**What you are asked to do**
Nothing but the lines from the one with "Identify each instance of the palm" through the final line of the listing should appear in the answer, each copied exactly.

**Records supplied**
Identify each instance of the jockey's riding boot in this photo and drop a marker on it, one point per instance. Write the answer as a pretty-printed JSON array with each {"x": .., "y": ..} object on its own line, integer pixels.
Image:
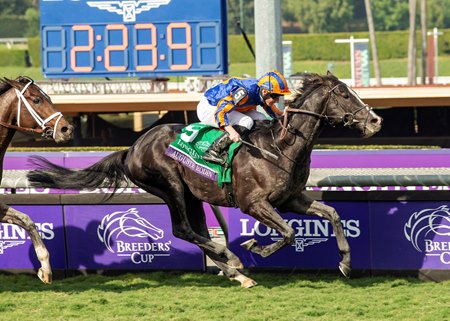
[
  {"x": 241, "y": 130},
  {"x": 215, "y": 152}
]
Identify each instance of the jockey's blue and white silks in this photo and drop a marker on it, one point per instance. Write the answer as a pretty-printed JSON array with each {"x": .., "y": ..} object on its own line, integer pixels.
[{"x": 235, "y": 94}]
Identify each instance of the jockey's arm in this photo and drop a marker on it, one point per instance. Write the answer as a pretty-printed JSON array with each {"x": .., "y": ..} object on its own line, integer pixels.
[{"x": 234, "y": 135}]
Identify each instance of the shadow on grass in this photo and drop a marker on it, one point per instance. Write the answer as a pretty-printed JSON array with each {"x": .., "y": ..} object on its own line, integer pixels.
[{"x": 119, "y": 283}]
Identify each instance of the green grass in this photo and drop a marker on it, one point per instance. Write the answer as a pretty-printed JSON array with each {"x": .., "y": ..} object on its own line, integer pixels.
[
  {"x": 389, "y": 68},
  {"x": 191, "y": 296}
]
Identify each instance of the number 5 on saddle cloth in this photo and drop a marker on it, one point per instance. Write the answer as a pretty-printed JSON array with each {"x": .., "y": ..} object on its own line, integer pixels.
[{"x": 190, "y": 146}]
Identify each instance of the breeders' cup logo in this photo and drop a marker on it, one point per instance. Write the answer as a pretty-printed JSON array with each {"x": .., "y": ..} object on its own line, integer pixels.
[
  {"x": 425, "y": 226},
  {"x": 128, "y": 9},
  {"x": 13, "y": 235},
  {"x": 118, "y": 228},
  {"x": 202, "y": 145},
  {"x": 307, "y": 232}
]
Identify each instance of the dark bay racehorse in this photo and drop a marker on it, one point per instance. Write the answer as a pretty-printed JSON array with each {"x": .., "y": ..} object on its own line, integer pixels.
[
  {"x": 259, "y": 183},
  {"x": 25, "y": 107}
]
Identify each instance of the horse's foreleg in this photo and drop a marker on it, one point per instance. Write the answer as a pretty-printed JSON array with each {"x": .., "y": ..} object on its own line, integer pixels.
[
  {"x": 12, "y": 216},
  {"x": 233, "y": 274},
  {"x": 265, "y": 213},
  {"x": 197, "y": 219},
  {"x": 305, "y": 204}
]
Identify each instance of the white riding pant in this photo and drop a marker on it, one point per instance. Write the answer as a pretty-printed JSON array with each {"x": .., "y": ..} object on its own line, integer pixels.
[{"x": 205, "y": 113}]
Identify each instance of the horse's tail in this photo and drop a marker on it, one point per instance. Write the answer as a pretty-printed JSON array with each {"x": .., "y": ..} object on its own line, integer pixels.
[{"x": 108, "y": 172}]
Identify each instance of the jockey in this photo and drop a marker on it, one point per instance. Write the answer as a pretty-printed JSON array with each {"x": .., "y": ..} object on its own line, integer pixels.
[{"x": 233, "y": 103}]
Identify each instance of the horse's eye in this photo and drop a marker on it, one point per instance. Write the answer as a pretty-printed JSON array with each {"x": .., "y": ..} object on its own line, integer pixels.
[{"x": 344, "y": 93}]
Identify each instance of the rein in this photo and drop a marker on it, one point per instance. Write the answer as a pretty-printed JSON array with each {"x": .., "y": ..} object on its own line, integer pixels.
[
  {"x": 46, "y": 131},
  {"x": 348, "y": 118}
]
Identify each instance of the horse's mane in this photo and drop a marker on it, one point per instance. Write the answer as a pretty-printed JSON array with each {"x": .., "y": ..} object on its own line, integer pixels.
[
  {"x": 6, "y": 83},
  {"x": 308, "y": 83}
]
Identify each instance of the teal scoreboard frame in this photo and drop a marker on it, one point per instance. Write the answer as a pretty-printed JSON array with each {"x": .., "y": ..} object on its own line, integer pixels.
[{"x": 133, "y": 38}]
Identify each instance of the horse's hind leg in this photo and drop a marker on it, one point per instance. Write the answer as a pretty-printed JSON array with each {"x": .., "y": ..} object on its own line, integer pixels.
[
  {"x": 12, "y": 216},
  {"x": 305, "y": 204},
  {"x": 264, "y": 212},
  {"x": 196, "y": 216},
  {"x": 173, "y": 192}
]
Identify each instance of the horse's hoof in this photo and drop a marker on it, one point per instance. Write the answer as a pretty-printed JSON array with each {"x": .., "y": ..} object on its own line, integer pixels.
[
  {"x": 345, "y": 269},
  {"x": 235, "y": 264},
  {"x": 248, "y": 245},
  {"x": 248, "y": 283},
  {"x": 45, "y": 277}
]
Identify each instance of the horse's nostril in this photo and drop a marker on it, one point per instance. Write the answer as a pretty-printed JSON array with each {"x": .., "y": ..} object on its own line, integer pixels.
[
  {"x": 375, "y": 120},
  {"x": 67, "y": 129}
]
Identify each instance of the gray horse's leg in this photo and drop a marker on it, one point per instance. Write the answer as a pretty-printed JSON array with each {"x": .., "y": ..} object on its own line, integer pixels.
[
  {"x": 306, "y": 205},
  {"x": 12, "y": 216},
  {"x": 264, "y": 212},
  {"x": 175, "y": 197},
  {"x": 197, "y": 219}
]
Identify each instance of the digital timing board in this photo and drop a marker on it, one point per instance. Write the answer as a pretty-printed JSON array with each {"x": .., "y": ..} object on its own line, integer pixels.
[{"x": 133, "y": 38}]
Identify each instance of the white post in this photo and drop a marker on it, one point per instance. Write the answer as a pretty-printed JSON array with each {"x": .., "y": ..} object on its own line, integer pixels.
[
  {"x": 352, "y": 42},
  {"x": 268, "y": 36},
  {"x": 435, "y": 34}
]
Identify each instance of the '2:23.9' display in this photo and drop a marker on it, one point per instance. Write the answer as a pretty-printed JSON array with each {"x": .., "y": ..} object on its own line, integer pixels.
[{"x": 133, "y": 38}]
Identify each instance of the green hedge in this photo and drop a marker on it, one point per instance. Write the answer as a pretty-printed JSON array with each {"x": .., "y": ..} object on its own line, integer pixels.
[
  {"x": 12, "y": 26},
  {"x": 12, "y": 57},
  {"x": 392, "y": 44},
  {"x": 304, "y": 47}
]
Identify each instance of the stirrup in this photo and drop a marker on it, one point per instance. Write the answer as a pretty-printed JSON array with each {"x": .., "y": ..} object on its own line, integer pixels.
[{"x": 210, "y": 157}]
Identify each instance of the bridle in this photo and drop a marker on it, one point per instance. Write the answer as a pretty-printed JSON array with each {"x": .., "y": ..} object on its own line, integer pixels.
[
  {"x": 348, "y": 119},
  {"x": 46, "y": 131}
]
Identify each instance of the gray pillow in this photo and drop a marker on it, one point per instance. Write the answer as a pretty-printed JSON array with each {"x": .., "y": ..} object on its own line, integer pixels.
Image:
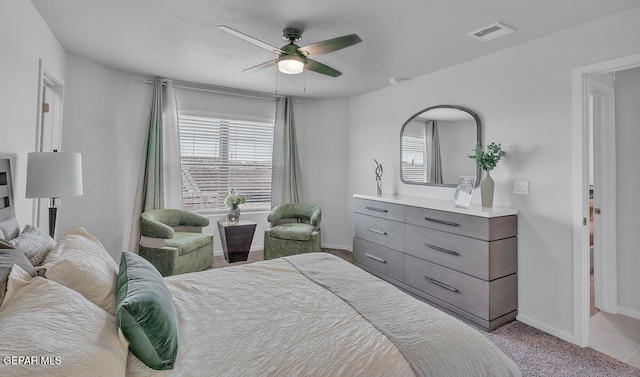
[
  {"x": 8, "y": 257},
  {"x": 9, "y": 228},
  {"x": 34, "y": 243}
]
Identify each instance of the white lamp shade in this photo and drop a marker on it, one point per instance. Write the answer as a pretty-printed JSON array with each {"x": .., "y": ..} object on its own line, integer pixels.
[
  {"x": 54, "y": 174},
  {"x": 291, "y": 65}
]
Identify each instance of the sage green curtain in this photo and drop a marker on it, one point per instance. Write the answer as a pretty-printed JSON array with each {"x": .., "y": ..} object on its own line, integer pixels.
[
  {"x": 159, "y": 178},
  {"x": 286, "y": 186},
  {"x": 435, "y": 171}
]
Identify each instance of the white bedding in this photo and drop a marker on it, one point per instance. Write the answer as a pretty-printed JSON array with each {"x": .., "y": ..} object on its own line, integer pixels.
[{"x": 267, "y": 319}]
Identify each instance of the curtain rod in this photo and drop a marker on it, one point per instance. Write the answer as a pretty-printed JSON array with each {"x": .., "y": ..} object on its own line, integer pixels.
[{"x": 220, "y": 89}]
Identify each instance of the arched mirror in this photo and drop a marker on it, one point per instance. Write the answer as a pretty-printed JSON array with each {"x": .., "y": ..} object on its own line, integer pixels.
[{"x": 435, "y": 143}]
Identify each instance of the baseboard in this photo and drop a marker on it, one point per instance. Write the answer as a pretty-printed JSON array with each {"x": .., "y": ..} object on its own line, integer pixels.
[
  {"x": 339, "y": 247},
  {"x": 629, "y": 312},
  {"x": 549, "y": 330}
]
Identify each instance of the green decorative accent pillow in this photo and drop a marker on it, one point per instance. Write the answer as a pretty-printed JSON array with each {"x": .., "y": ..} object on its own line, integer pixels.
[{"x": 145, "y": 312}]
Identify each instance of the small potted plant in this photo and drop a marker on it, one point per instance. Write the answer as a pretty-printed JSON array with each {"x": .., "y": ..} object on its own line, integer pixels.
[
  {"x": 487, "y": 160},
  {"x": 233, "y": 201}
]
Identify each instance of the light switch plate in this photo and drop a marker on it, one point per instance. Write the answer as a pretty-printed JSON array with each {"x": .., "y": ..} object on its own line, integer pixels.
[{"x": 521, "y": 187}]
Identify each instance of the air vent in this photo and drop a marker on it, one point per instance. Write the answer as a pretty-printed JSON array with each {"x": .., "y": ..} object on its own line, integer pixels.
[{"x": 490, "y": 32}]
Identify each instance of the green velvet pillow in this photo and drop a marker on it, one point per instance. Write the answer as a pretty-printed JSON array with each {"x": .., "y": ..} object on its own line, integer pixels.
[{"x": 145, "y": 312}]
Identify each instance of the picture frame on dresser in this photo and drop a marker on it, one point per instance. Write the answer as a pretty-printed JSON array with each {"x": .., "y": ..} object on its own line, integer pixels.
[
  {"x": 464, "y": 191},
  {"x": 7, "y": 209}
]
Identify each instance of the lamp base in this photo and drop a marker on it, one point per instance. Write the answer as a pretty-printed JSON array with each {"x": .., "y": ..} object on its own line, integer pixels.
[{"x": 53, "y": 213}]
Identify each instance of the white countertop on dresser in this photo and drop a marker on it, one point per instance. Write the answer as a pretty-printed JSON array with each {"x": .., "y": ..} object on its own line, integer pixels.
[{"x": 441, "y": 205}]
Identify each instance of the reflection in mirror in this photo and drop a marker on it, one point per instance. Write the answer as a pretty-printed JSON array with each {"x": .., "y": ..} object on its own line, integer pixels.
[{"x": 435, "y": 143}]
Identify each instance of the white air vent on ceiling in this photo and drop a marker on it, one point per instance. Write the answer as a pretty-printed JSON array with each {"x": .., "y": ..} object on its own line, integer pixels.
[{"x": 492, "y": 31}]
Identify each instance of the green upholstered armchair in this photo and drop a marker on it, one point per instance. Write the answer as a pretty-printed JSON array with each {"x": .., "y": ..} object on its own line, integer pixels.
[
  {"x": 172, "y": 240},
  {"x": 295, "y": 229}
]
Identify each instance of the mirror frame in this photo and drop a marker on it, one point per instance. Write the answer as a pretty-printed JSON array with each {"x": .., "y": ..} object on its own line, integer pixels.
[{"x": 478, "y": 138}]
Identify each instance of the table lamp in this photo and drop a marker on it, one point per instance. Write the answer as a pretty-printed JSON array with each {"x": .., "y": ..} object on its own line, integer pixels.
[{"x": 53, "y": 175}]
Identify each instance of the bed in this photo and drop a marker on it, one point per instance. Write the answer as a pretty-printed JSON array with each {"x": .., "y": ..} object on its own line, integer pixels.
[{"x": 306, "y": 315}]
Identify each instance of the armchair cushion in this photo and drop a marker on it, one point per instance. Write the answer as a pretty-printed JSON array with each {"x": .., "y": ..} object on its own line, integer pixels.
[
  {"x": 303, "y": 211},
  {"x": 188, "y": 242},
  {"x": 293, "y": 231},
  {"x": 159, "y": 223}
]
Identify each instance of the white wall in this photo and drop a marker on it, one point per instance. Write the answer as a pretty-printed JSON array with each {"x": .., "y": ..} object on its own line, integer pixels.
[
  {"x": 322, "y": 133},
  {"x": 627, "y": 86},
  {"x": 523, "y": 97},
  {"x": 24, "y": 39},
  {"x": 104, "y": 119}
]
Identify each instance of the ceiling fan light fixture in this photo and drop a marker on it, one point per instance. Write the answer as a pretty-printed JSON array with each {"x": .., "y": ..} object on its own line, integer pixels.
[{"x": 290, "y": 64}]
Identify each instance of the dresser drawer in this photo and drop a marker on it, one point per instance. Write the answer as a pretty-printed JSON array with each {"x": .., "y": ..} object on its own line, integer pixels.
[
  {"x": 482, "y": 259},
  {"x": 379, "y": 209},
  {"x": 482, "y": 228},
  {"x": 486, "y": 300},
  {"x": 383, "y": 259},
  {"x": 384, "y": 232}
]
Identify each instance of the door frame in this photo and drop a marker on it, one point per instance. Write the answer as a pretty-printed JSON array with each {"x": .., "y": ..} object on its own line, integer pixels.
[
  {"x": 604, "y": 162},
  {"x": 580, "y": 181},
  {"x": 56, "y": 88}
]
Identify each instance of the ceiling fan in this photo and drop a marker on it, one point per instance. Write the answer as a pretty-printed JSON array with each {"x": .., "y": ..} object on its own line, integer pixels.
[{"x": 293, "y": 59}]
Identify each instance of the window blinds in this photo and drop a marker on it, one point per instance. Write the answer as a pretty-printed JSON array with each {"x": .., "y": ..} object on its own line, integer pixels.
[{"x": 218, "y": 155}]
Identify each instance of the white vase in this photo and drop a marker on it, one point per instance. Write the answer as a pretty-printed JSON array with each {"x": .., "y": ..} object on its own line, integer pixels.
[{"x": 486, "y": 190}]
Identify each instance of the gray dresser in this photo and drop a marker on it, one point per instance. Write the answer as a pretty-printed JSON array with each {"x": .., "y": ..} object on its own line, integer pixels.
[{"x": 463, "y": 260}]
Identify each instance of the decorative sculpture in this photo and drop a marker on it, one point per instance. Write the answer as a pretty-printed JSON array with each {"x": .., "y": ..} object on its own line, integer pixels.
[{"x": 378, "y": 172}]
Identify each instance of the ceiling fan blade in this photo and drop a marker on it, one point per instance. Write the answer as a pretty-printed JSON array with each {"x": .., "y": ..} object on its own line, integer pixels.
[
  {"x": 316, "y": 66},
  {"x": 261, "y": 66},
  {"x": 330, "y": 45},
  {"x": 252, "y": 40}
]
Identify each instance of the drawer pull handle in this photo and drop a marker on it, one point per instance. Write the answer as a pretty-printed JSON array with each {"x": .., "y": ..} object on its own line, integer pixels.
[
  {"x": 439, "y": 284},
  {"x": 441, "y": 221},
  {"x": 375, "y": 258},
  {"x": 442, "y": 249},
  {"x": 377, "y": 231}
]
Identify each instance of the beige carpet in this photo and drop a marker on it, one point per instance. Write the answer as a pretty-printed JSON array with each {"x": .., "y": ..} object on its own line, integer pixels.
[{"x": 536, "y": 353}]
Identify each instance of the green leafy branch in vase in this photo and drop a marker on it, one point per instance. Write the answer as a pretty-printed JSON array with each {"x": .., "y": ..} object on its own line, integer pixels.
[
  {"x": 233, "y": 200},
  {"x": 489, "y": 159}
]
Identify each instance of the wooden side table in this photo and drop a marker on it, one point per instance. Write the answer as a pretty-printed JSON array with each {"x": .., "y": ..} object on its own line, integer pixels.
[{"x": 236, "y": 239}]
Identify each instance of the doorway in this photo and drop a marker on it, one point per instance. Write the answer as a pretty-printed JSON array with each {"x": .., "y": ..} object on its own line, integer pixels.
[
  {"x": 48, "y": 130},
  {"x": 594, "y": 157}
]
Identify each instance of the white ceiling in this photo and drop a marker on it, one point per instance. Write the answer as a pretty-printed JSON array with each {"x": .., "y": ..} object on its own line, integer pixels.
[{"x": 401, "y": 38}]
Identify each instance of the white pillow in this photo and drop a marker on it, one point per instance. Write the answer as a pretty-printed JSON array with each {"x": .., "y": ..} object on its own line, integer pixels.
[
  {"x": 50, "y": 330},
  {"x": 80, "y": 262}
]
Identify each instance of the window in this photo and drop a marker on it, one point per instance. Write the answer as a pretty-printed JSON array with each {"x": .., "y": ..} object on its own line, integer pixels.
[
  {"x": 414, "y": 159},
  {"x": 218, "y": 155}
]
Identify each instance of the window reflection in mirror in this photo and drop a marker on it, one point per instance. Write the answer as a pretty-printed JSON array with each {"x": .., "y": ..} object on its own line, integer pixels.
[{"x": 435, "y": 144}]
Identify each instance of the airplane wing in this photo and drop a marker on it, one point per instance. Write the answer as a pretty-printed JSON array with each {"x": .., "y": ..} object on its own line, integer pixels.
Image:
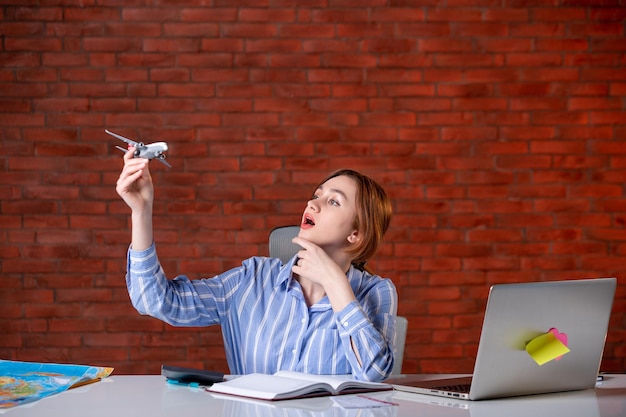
[{"x": 120, "y": 137}]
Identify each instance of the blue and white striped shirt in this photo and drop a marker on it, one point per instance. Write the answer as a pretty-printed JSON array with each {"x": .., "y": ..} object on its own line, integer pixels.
[{"x": 266, "y": 323}]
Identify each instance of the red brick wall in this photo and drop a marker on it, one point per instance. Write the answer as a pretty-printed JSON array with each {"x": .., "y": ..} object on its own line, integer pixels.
[{"x": 497, "y": 127}]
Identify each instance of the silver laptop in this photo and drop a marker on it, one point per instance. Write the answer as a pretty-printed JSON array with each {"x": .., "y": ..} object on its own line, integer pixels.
[{"x": 515, "y": 315}]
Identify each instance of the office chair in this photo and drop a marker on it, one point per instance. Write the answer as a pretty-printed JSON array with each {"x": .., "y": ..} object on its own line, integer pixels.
[{"x": 281, "y": 247}]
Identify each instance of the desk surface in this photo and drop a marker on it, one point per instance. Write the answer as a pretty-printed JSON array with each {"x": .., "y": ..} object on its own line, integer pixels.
[{"x": 123, "y": 395}]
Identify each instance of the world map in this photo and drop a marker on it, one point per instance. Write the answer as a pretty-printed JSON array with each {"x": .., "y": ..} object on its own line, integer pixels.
[{"x": 24, "y": 382}]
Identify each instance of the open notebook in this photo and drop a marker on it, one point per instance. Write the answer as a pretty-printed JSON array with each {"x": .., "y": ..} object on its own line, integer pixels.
[{"x": 536, "y": 338}]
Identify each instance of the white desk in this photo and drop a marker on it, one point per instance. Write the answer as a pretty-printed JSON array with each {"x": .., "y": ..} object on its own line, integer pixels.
[{"x": 151, "y": 396}]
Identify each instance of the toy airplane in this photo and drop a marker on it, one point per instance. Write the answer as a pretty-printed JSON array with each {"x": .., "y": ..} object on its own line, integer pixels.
[{"x": 150, "y": 151}]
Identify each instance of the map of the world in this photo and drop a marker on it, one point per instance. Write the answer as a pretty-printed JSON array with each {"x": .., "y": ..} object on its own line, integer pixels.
[{"x": 24, "y": 382}]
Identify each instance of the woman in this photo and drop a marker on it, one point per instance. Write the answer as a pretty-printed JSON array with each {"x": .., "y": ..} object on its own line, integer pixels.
[{"x": 320, "y": 313}]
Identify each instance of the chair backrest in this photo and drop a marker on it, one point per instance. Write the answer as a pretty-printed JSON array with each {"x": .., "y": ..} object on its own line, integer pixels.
[
  {"x": 281, "y": 247},
  {"x": 280, "y": 242}
]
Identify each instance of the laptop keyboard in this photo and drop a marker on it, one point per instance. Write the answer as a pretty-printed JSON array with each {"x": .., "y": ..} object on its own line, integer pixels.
[{"x": 454, "y": 388}]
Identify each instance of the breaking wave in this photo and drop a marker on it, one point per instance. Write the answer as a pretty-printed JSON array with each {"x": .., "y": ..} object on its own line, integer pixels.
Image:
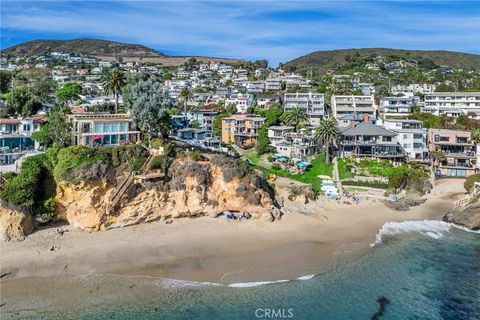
[{"x": 432, "y": 228}]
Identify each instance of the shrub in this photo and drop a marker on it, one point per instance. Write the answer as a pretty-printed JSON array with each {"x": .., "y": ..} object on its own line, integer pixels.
[
  {"x": 196, "y": 156},
  {"x": 158, "y": 162},
  {"x": 469, "y": 182},
  {"x": 276, "y": 167},
  {"x": 77, "y": 157}
]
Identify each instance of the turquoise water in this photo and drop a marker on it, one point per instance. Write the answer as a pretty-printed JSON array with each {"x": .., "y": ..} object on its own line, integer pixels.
[{"x": 426, "y": 271}]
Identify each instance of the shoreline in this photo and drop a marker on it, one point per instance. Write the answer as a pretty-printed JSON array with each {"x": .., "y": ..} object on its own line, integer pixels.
[{"x": 211, "y": 250}]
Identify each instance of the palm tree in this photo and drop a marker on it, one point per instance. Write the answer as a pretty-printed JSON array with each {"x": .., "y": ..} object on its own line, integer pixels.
[
  {"x": 327, "y": 133},
  {"x": 475, "y": 135},
  {"x": 296, "y": 116},
  {"x": 186, "y": 95},
  {"x": 114, "y": 85}
]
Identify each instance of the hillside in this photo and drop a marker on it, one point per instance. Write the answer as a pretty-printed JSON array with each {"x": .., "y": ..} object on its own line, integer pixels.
[
  {"x": 80, "y": 46},
  {"x": 336, "y": 58},
  {"x": 106, "y": 50}
]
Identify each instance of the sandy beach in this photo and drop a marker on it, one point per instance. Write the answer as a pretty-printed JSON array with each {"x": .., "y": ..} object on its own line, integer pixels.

**Solution to this problem**
Identify each instance of the palm tree in this photo and drop a marker on it, one point per instance. Write the answer as a pretty-printed JSON array with each {"x": .., "y": ..} object on its own line, integer pixels.
[
  {"x": 327, "y": 133},
  {"x": 475, "y": 135},
  {"x": 296, "y": 116},
  {"x": 186, "y": 95},
  {"x": 114, "y": 85}
]
Identify each instance of the hillside in this photo and drop a marker on it, one point per instance. Write the answer as a pretty-printed JSON array with each {"x": .., "y": ..} object on its own line, integer pixels.
[
  {"x": 80, "y": 46},
  {"x": 336, "y": 58},
  {"x": 106, "y": 50}
]
Identify each instance of the sandy beach in this photo and drop a marker on it, one point per instance. Write the answer as a pretty-printed JSON array with each {"x": .., "y": ..} object on its own line, integer pixels.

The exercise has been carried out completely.